* TASK INPUTS *
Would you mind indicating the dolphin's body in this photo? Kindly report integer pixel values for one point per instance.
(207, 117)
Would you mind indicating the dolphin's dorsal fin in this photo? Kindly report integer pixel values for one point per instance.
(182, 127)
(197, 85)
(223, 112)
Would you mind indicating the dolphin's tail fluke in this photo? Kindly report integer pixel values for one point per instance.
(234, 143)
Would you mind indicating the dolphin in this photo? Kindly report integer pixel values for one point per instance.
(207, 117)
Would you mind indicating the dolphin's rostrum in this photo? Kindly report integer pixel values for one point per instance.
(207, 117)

==

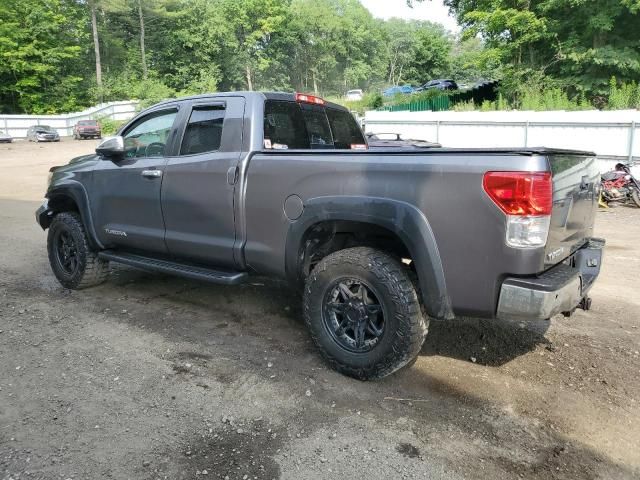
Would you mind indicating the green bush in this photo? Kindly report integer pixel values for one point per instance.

--

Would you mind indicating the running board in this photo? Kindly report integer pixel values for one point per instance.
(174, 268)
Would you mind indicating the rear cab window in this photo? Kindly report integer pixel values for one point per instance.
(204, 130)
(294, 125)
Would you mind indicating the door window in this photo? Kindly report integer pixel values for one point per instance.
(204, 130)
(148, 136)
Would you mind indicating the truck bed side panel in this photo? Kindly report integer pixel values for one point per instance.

* TASK TO CARRY OUT *
Going down the listing above, begin printing at the line with "Would you mind indicating the rear" and finish with the line with "Would you mind indicating the truck", exactly as they appear.

* RESPONSE BOX *
Would you mind indicating the rear cab window in this photo? Kindly report integer pixel values for one point per instance.
(204, 130)
(294, 125)
Would you mind indicating the door window in this photo? Kindly report integer pixel values for one point per instance.
(204, 130)
(148, 136)
Would you mind indicating the truck bed side panel in this photo? Kindly report integer pixel values for one point per instance.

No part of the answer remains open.